- Type: Military campaign medal
- Awarded for: 55 days continuous or 90 days non-continuous duty in an operational area, or involvement in combat, a skirmish, or an incident caused by enemy activities
- Country: South Africa
- Presented by: the State President
- Eligibility: All Ranks
- Campaign: 1966 – 1992 Border War
- Clasps: Cunene Clasp for service in Angola in 1975 – 1976
- Status: Discontinued in 2003
- Established: 1974
- First award: 1978
- Ribbon bar without and with Cunene button

SADF pre-1994 & SANDF post-2002 orders of wear
- Next (higher): SADF precedence: Korea Medal; SANDF precedence: Korea Medal;
- Next (lower): SADF succession: Southern Africa Medal; SANDF succession: General Service Medal;

= Pro Patria Medal (South Africa) =

The Pro Patria Medal is a South African military campaign medal which was instituted by the Republic in 1974. It was awarded to members of the South African Defence Force for service in a designated operational area, for participation in a Minister-acknowledged operation, or for involvement in combat, a skirmish, or an incident caused by enemy activities.

==The South African military==
The Union Defence Forces (UDF) were established in 1912 and renamed the South African Defence Force (SADF) in 1958. On 27 April 1994, it was integrated with six other independent forces into the South African National Defence Force (SANDF).

==Institution==
The Pro Patria Medal was instituted by the State President in 1974. That original medal, awarded "in recognition of service rendered in connection with the prevention or combating of terrorism", was repealed by a warrant of the State President dated 8 June 1976 (Government Gazette No. 5171 of 25 June 1976), which instituted a replacement medal of the same name to recognise service more broadly, "in the defence of the Republic or for the prevention or suppression of terrorism"; the design, rules and criteria described elsewhere in this article date from that 1976 warrant, as amended in 1977.

==Original 1974 medal==
The medal instituted in 1974 differed substantially from the medal described elsewhere in this article. Its warrant stated that the medal was awarded in recognition of service rendered in connection with the prevention or combating of terrorism, and its Rule 5 provided that it "shall be awarded only to a person who as a member of the South African Defence Force or who in support of the South African Defence Force performed services relating to the prevention or combating of terrorism for at least six months, which period may be cumulative, in an area determined by the Chief of the South African Defence Force and who behaved in an exemplary manner." There was no provision for award on the basis of combat, a skirmish, or participation in a specific operation.

********************

- Task list:
a - Reproduce the Pro Patria Medal article word for word, everything from "The Pro Patria Medal is" down to "Defence Force (SANDF).".
b - In the orders of wear section of the Pro Patria Medal article, which medals other than the Pro Patria Medal itself are named?
These records are drawn from a different source than the Pro Patria Medal article.

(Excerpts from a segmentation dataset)
********************

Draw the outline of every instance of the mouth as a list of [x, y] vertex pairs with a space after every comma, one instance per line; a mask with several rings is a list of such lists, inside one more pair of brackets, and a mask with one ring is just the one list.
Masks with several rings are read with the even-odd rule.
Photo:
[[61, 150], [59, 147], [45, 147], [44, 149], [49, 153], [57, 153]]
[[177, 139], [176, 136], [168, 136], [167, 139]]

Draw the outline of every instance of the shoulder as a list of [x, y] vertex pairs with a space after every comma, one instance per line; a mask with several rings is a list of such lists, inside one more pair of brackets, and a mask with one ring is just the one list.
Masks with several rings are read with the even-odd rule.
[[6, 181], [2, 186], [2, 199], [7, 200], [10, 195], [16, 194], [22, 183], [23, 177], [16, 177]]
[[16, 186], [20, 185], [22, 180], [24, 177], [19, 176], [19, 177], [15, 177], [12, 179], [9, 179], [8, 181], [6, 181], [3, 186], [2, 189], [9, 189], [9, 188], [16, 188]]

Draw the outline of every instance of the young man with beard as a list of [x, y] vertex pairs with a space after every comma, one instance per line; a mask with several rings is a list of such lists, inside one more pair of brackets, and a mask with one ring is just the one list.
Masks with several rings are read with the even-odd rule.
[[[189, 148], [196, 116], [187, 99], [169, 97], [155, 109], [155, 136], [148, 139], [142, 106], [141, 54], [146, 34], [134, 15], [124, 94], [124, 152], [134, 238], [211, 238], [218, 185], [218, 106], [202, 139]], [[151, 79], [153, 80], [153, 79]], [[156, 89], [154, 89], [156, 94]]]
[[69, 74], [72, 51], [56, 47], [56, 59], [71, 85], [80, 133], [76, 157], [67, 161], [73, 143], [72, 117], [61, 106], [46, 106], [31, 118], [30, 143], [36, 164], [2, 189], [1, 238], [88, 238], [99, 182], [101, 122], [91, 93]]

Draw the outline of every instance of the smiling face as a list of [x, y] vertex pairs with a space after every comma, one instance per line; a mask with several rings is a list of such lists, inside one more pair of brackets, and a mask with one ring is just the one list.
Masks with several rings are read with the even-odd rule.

********************

- Problem solutions:
a -
The Pro Patria Medal is a South African military campaign medal which was instituted by the Republic in 1974. It was awarded to members of the South African Defence Force for service in a designated operational area, for participation in a Minister-acknowledged operation, or for involvement in combat, a skirmish, or an incident caused by enemy activities.

==The South African military==
The Union Defence Forces (UDF) were established in 1912 and renamed the South African Defence Force (SADF) in 1958. On 27 April 1994, it was integrated with six other independent forces into the South African National Defence Force (SANDF).

b - Korea Medal; Southern Africa Medal; General Service Medal